Instructions:
(a) In the text about the Fort Campbell homecoming, which division do the people in the bleachers wait for?
(b) Continue the text about soldiers coming home from war, starting right after its last sentence.

FORT CAMPBELL, Ky. — "The wounded soldier holds a homemade poster ringed with Christmas lights.

The widow stands in the back, hoping not to be seen.
The mother squeezes her three-year-old son’s hand and leans forward in anticipation.
The newlywed wipes away tears.

All wait in the bleachers of an airplane hangar for soldiers of the 101st Airborne Division. They are coming home from the unit’s deadliest year of combat since Vietnam.

After a decade of war, the welcome home ceremony has become a moment ingrained in American popular culture. The cheering, hugs and tears are staples of television newscasts. American beer and car companies regularly use the return of the soldier in ads designed to evoke patriotism and a sepia-toned sentimentality.

These events are far more complicated than such portrayals suggest. ..."
My personal favorite homecoming shot:
254174_1990213722229_1449941268_32245931_5383175_n.jpg
 
BG Farrell, who is the former dean now teaching french at VMI gave an interesting speech that touches on this subject to veterans at the theat the Harvard Business School last year. An articulate man- I had a beer with him a week ago- I hope to have another with him as he is one of those guys who you just enjoy talking with. (no wonder even the Cadets who are barely passing his course like my son- really like him as a teacher). Something to think about:
"But I want them back. And I worry not about the fight, but about the after: after the war, after the victory, after... God forbid... the defeat, if it come to that. It's after that things get tricky. After that a soldier needs the real grit and wit. And after that a soldier needs to believe. Anybody can believe before. During? A soldier has company in the fight, in Kandahar or Kabul, Basra or Baghdad. It's enough to believe in the others during. But after... and I can tell you this having come home from a war: After ...a soldier is alone. A batch of them, maybe... but still alone. ...

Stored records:
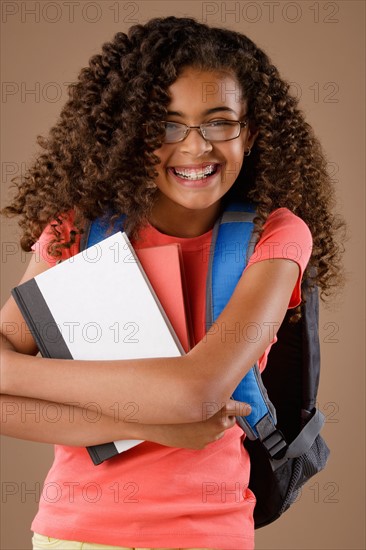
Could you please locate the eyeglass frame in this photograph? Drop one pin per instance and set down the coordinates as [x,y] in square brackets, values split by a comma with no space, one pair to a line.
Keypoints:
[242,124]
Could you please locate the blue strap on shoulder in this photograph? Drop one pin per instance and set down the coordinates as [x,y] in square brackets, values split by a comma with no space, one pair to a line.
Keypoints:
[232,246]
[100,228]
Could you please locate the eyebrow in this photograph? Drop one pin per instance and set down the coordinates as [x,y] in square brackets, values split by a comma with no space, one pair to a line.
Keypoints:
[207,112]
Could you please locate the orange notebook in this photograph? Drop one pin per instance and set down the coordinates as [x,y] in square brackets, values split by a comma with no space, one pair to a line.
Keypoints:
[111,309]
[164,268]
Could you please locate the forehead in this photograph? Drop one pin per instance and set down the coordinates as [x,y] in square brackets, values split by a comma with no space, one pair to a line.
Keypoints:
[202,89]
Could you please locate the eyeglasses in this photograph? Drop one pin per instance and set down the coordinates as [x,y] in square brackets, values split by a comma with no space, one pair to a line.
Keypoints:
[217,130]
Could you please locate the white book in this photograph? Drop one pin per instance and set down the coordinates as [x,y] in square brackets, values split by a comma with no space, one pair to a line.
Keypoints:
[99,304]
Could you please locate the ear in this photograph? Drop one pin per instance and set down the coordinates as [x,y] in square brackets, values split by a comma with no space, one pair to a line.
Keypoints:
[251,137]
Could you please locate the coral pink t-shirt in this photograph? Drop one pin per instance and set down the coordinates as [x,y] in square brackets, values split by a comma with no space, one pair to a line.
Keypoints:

---

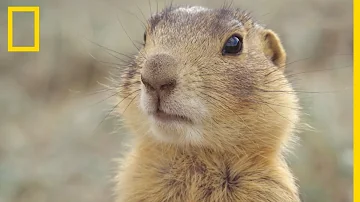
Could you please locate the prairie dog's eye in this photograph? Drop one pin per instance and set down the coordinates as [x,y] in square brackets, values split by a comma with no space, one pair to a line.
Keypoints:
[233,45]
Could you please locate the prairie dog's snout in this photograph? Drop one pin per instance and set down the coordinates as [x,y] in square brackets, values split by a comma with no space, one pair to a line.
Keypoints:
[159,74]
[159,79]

Answers in order:
(a) They wait for soldiers of the 101st Airborne Division.

(b)
but in the end you persevered alone. Just as alone you made that long walk from Out There with a duffle bag fulla pixelated, random computer-generated dirty laundry -- along with your bruised dreams, your ecstasy and your despair -- Back Here at tour's end.

And you will be alone, for all the good intentions and solicitude of them, the other, the civilians. Alone. But...together. Your generation, whom us dumbo civilians couldn't keep out of war, will bear the burden of soldier's return... alone. And a fresh duty: to complete the lives of your buddies who didn't make it back, to confect for them a living monument to their memory. "
 
That "coming home" Budweiser commercial chokes me up....people standing up and clapping, combined with the music.


I'll tell you want else I love, in DC, when Honor Flights coming in, taking WWII vets to the WWII Memorial....I try to line up and clap for them whenever I see it (and am not trying to get to my flight).